Express the listing below as a JSON list of strings, one string per line, skipping blank lines and leaving out the picture lines.

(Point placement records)
⟨
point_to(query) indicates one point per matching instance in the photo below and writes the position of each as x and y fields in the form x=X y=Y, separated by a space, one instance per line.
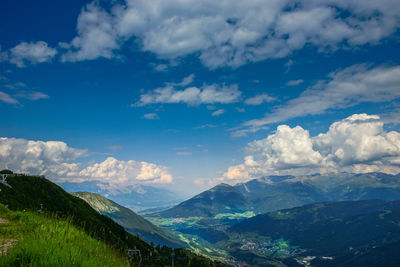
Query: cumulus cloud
x=31 y=53
x=259 y=99
x=218 y=112
x=356 y=144
x=4 y=97
x=150 y=116
x=119 y=173
x=230 y=33
x=206 y=94
x=32 y=95
x=183 y=153
x=37 y=157
x=343 y=88
x=294 y=82
x=57 y=161
x=96 y=36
⟩
▸ Problem solution:
[
  "point_to(query) indicates one point per matching instance in the photo below and writes the position of each as x and y fields in the form x=X y=Y, separated by a space, one instance per line.",
  "Query: cumulus cloud",
  "x=31 y=53",
  "x=259 y=99",
  "x=218 y=112",
  "x=356 y=144",
  "x=4 y=97",
  "x=150 y=116",
  "x=119 y=173",
  "x=230 y=33",
  "x=206 y=94",
  "x=32 y=95",
  "x=183 y=153",
  "x=37 y=157",
  "x=343 y=88",
  "x=294 y=82",
  "x=57 y=161",
  "x=96 y=36"
]